**Opdracht 1**
Haal uit het tekstfragment over bijenboer Jef Torfs letterlijk alles van "Jef Torfs uit" tot en met "stelselmatig verder gegroeid.".
**Opdracht 2**
Kun je de alinea die begint met "Jef heeft zowat 1000 volken" uit het tekstfragment over Jef Torfs herschrijven als een beknopte opsomming met de belangrijkste feiten?
**Opdracht 3**
Beantwoord deze vragen over het tekstfragment over Jef Torfs:
(a) Hoeveel kasten had Jef al na zijn studies bio-ingenieur?
(b) Hoeveel bijen doet hij in een potje met alcohol om de varroamijt te monitoren?
(c) Wat hield zijn grootvader?

**Tekstfragment**
::::::::::

Jef Torfs: "Ik bekijk varroamijt zoals akkerbouwer bladluizen."
Jef Torfs uit Aarschot noemt zichzelf liever bijenboer dan imker. Met zowat duizend kasten kan je inderdaad al spreken van een grote kwekerij, met enkele tientallen miljoenen medewerkers. Jef is de derde generatie die bijen houdt, maar de eerste die dat professioneel doet. Zijn vader is semiprofessioneel bezig en ook zijn overgrootvader had enkele volken. Zijn grootvader hield het bij kippen. Jef is voorzichtig maar vroeg begonnen. Hij had al 200 kasten na zijn studies bio-ingenieur. Nadien is dat aantal stelselmatig verder gegroeid.
“Ik voel me landbouwer”, begint Jef. “Ik vind dat ik dichter bij de tuinbouw sta dan bij de veeteelt, maar toch word ik ingedeeld bij die laatste. Ik sta wel wat dichter bij de natuur dan de meeste landbouwers.”
De meeste imkers hebben maar enkele kasten. “Wat we hier doen is revolutionair voor België, ik denk zelfs voor West-Europa. In België wordt de imkersstiel door oude mannen doorgegeven aan jongere imkers. Dat zet een rem op het invoeren van nieuwe technieken. Ze staan nogal eens met de mond vol tanden als ik vraag of ze hun plagen hebben gemonitord. Welke akkerbouwer kan zeggen dat hij niet weet welke plagen er in zijn gewas zitten?"
"Zelf monitor ik de varroamijt door 300 bijen in een potje met alcohol te doen. Die sterven spijtig genoeg, maar ik kan de mijten tellen en kijken of de schadedrempel bereikt is, net zoals een akkerbouwer het aantal bladluizen telt op zijn graan. De meeste imkers tellen het aantal mijten dat op de plank onderaan in de kast is gevallen. Ze komen vaak te laat om in te grijpen.”
1000 volken in honingproductie
Jef heeft zowat 1000 volken in honingproductie, 150 die worden ingezet onder aardbeienkappen en nog 250 waarmee hij koninginnen kweekt. Hij zweert bij Buckfastbijen, een ras ontwikkeld door broeder Adam, die decennialang hoofdimker was van de Engelse Buckfast-abdij. Hij kruiste verschillende ondersoorten om een type te ontwikkelen dat niet alleen heel productief was, maar ook minder agressief en bovendien minder gevoelig voor de varroamijt.

::::::::::

**Aangeleverde gegevens**
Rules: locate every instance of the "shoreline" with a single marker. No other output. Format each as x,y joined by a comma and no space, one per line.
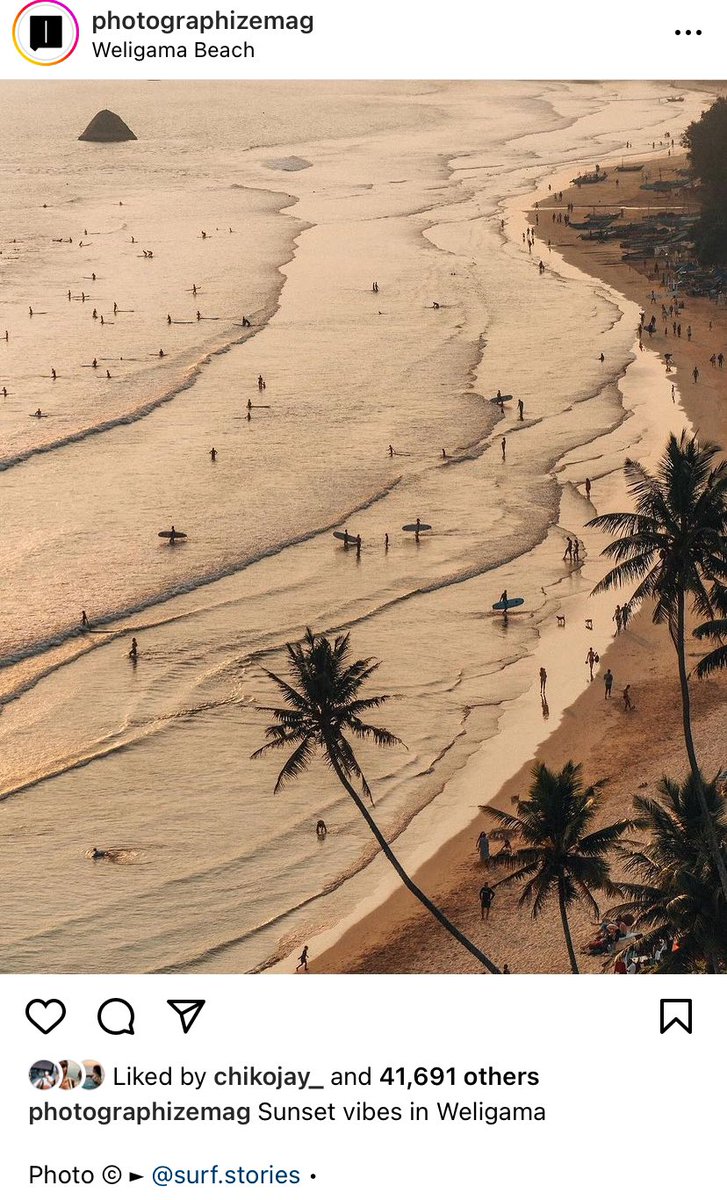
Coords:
395,936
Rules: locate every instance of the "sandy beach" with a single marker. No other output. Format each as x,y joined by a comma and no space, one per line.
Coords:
611,743
220,274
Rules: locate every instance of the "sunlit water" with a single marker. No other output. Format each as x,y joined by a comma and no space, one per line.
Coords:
406,185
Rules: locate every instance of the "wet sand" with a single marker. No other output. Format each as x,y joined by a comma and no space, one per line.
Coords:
611,743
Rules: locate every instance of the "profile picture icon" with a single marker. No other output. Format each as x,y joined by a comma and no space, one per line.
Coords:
44,1074
71,1074
95,1074
46,33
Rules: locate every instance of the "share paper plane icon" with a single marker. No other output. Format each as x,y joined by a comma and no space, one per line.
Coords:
187,1011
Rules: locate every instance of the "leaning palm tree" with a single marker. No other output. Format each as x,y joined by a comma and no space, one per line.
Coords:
557,855
677,893
714,630
324,706
674,546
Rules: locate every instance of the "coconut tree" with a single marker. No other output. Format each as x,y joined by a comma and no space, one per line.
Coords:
714,630
677,894
324,708
557,853
674,549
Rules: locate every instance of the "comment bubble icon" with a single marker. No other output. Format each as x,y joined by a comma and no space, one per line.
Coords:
116,1017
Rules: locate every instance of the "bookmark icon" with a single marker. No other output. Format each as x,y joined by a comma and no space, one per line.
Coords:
187,1011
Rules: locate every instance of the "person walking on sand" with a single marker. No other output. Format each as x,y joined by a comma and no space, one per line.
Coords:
486,898
482,845
504,604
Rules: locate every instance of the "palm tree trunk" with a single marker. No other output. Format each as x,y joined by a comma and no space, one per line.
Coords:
400,870
566,928
691,754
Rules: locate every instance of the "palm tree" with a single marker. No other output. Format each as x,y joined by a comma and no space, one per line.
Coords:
716,629
676,546
324,706
678,894
557,855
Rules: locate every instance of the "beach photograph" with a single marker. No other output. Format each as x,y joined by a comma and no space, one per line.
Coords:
364,527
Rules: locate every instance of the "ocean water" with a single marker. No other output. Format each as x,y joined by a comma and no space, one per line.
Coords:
306,193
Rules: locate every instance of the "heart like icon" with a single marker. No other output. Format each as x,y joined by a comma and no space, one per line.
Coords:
46,1014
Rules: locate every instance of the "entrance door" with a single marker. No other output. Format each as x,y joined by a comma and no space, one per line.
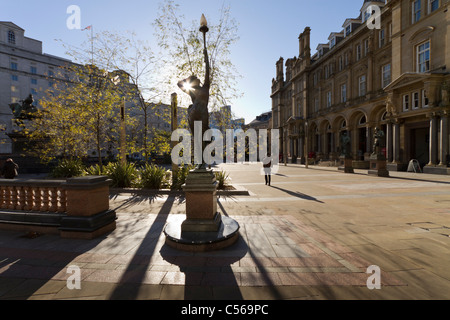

::::::::::

**Antwoord 1**
Jef Torfs uit Aarschot noemt zichzelf liever bijenboer dan imker. Met zowat duizend kasten kan je inderdaad al spreken van een grote kwekerij, met enkele tientallen miljoenen medewerkers. Jef is de derde generatie die bijen houdt, maar de eerste die dat professioneel doet. Zijn vader is semiprofessioneel bezig en ook zijn overgrootvader had enkele volken. Zijn grootvader hield het bij kippen. Jef is voorzichtig maar vroeg begonnen. Hij had al 200 kasten na zijn studies bio-ingenieur. Nadien is dat aantal stelselmatig verder gegroeid.

**Antwoord 2**
- Ongeveer 1000 volken in honingproductie
- 150 volken ingezet onder aardbeienkappen
- 250 volken voor het kweken van koninginnen
- Jef zweert bij Buckfastbijen, een ras van broeder Adam, die decennialang hoofdimker was van de Engelse Buckfast-abdij
- Door het kruisen van ondersoorten is dit ras zeer productief, minder agressief en minder gevoelig voor de varroamijt

**Antwoord 3**
(a) 200 kasten
(b) 300 bijen
(c) Kippen